#### [Stored records]
··········
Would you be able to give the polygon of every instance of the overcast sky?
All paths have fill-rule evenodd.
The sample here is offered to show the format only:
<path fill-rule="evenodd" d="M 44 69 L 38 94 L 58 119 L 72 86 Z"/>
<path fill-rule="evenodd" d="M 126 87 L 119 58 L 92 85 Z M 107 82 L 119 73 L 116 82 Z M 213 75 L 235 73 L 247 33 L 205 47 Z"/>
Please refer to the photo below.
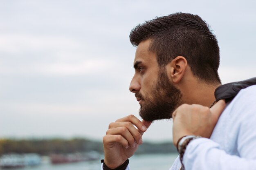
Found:
<path fill-rule="evenodd" d="M 219 41 L 222 83 L 255 77 L 256 1 L 206 1 L 0 0 L 0 137 L 101 140 L 110 123 L 139 117 L 129 34 L 156 16 L 199 15 Z M 171 141 L 171 126 L 156 121 L 144 139 Z"/>

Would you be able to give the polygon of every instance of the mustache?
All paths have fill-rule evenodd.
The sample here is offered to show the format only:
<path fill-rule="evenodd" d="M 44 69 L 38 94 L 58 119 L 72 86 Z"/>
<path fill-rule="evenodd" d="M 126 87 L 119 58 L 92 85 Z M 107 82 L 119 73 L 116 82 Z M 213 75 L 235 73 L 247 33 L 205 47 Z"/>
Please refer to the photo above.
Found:
<path fill-rule="evenodd" d="M 144 100 L 144 97 L 142 96 L 142 95 L 139 92 L 136 92 L 135 93 L 135 97 L 139 98 L 141 100 Z"/>

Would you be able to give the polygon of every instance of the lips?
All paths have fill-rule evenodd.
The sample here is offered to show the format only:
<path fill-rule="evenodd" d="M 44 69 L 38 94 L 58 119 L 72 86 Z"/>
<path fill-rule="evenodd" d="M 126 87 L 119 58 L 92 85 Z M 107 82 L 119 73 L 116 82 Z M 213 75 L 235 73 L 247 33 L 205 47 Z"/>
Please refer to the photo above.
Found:
<path fill-rule="evenodd" d="M 140 98 L 138 98 L 138 97 L 136 97 L 136 99 L 137 99 L 137 101 L 138 102 L 139 102 L 139 101 L 140 101 L 140 100 L 141 100 L 141 99 Z"/>

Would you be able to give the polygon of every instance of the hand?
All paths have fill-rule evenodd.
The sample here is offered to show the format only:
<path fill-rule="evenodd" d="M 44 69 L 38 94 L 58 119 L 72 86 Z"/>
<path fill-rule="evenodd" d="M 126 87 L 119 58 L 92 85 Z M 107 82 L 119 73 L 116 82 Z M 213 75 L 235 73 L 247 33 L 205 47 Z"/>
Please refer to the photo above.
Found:
<path fill-rule="evenodd" d="M 211 108 L 198 104 L 184 104 L 173 113 L 173 140 L 176 146 L 179 139 L 193 135 L 210 138 L 226 104 L 220 100 Z"/>
<path fill-rule="evenodd" d="M 141 137 L 151 124 L 131 115 L 110 124 L 103 137 L 106 165 L 115 169 L 132 156 L 142 143 Z"/>

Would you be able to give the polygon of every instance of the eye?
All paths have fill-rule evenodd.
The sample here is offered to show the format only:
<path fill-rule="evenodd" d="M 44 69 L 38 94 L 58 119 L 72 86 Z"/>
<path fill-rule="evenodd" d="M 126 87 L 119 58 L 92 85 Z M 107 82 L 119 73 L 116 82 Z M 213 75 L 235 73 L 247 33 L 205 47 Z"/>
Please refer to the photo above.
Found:
<path fill-rule="evenodd" d="M 142 71 L 143 71 L 144 70 L 144 68 L 141 67 L 138 67 L 138 70 L 139 70 L 140 73 L 141 73 Z"/>

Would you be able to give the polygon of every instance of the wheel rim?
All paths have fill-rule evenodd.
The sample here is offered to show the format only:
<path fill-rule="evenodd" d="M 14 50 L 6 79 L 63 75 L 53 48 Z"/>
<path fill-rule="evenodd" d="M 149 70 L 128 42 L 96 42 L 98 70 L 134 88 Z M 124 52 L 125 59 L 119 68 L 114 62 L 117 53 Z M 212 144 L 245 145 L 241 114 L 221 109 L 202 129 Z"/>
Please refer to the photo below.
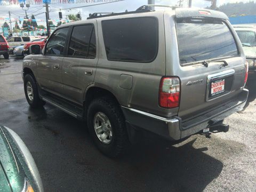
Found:
<path fill-rule="evenodd" d="M 108 117 L 102 112 L 97 113 L 94 118 L 94 130 L 101 142 L 109 144 L 113 139 L 113 131 Z"/>
<path fill-rule="evenodd" d="M 27 94 L 28 95 L 28 99 L 31 101 L 33 101 L 34 100 L 34 92 L 33 89 L 32 88 L 32 85 L 29 82 L 27 82 Z"/>

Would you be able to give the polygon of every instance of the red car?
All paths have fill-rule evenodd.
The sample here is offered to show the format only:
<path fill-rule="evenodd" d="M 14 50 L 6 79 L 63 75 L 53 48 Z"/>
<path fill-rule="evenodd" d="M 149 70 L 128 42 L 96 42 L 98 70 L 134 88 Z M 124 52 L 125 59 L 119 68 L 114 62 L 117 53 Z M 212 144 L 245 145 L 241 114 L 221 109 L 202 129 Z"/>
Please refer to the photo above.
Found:
<path fill-rule="evenodd" d="M 30 43 L 27 43 L 24 45 L 24 53 L 25 54 L 29 54 L 29 47 L 30 45 L 38 45 L 39 46 L 40 46 L 40 49 L 42 50 L 43 48 L 44 48 L 44 45 L 45 45 L 45 43 L 46 43 L 47 41 L 47 38 L 45 38 L 45 39 L 42 39 L 41 40 L 38 41 L 38 40 L 35 40 L 33 41 L 32 42 Z"/>
<path fill-rule="evenodd" d="M 9 45 L 5 38 L 0 35 L 0 55 L 4 55 L 5 59 L 9 59 Z"/>

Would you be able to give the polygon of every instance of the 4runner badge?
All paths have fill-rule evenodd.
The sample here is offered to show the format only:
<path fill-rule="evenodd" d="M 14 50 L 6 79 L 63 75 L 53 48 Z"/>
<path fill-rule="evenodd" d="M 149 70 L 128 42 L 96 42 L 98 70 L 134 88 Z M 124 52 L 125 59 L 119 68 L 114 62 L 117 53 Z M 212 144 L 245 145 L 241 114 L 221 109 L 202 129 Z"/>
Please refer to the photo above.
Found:
<path fill-rule="evenodd" d="M 200 83 L 202 83 L 202 82 L 203 82 L 203 79 L 197 80 L 197 81 L 195 81 L 194 82 L 188 82 L 188 83 L 187 83 L 186 85 L 195 85 L 196 84 Z"/>

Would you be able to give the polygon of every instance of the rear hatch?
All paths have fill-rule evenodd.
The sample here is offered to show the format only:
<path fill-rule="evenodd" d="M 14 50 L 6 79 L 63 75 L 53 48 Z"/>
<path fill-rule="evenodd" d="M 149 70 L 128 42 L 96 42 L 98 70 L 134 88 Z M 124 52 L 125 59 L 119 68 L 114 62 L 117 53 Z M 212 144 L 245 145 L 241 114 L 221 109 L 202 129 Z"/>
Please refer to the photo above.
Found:
<path fill-rule="evenodd" d="M 220 107 L 244 85 L 240 43 L 225 17 L 218 13 L 193 10 L 177 13 L 174 19 L 179 60 L 172 68 L 166 66 L 166 75 L 180 79 L 178 116 L 183 119 Z"/>
<path fill-rule="evenodd" d="M 2 35 L 0 35 L 0 51 L 6 51 L 9 48 L 8 43 Z"/>

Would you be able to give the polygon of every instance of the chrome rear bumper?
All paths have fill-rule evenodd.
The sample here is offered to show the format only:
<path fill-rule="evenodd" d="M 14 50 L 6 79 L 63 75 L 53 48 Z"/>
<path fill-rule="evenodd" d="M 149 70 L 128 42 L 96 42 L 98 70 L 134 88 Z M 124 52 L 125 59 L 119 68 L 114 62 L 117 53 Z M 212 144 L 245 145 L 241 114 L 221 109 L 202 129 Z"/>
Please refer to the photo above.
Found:
<path fill-rule="evenodd" d="M 200 132 L 209 125 L 210 120 L 221 121 L 242 110 L 248 93 L 249 91 L 244 89 L 235 99 L 189 119 L 182 119 L 178 116 L 164 118 L 123 106 L 122 109 L 128 126 L 141 128 L 169 139 L 178 140 Z"/>

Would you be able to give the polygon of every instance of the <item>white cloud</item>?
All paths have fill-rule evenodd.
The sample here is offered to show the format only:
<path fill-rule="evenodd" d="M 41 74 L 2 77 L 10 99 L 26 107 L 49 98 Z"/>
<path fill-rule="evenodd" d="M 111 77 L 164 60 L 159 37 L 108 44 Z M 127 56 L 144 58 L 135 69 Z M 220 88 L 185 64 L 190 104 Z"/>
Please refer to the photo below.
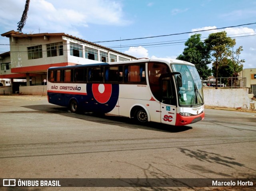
··········
#### [What is expected]
Rewrite the lines from the very first one through the line containing "219 41 L 222" as a Markdown table with the columns Row and Line text, numbering each row and skipping blank lines. Leave the pictures out of the table.

#### [Answer]
| Row | Line text |
|---|---|
| 1 | Would you be able to give the polygon of every instance of the overcast sky? |
| 2 | All paths have fill-rule evenodd. |
| 3 | The sample here is offered to show the format only: |
| 4 | <path fill-rule="evenodd" d="M 44 69 L 38 94 L 58 119 L 72 86 Z"/> |
| 5 | <path fill-rule="evenodd" d="M 126 87 L 119 58 L 92 85 Z M 107 82 L 119 73 L 116 82 Z M 213 75 L 235 73 L 247 33 L 205 47 Z"/> |
| 6 | Please refer to the photo below. |
| 7 | Found: |
| 8 | <path fill-rule="evenodd" d="M 219 41 L 222 83 L 255 77 L 256 1 L 206 1 L 0 0 L 0 137 L 101 140 L 110 123 L 139 117 L 129 34 L 156 16 L 199 15 Z M 171 141 L 171 126 L 156 121 L 144 139 Z"/> |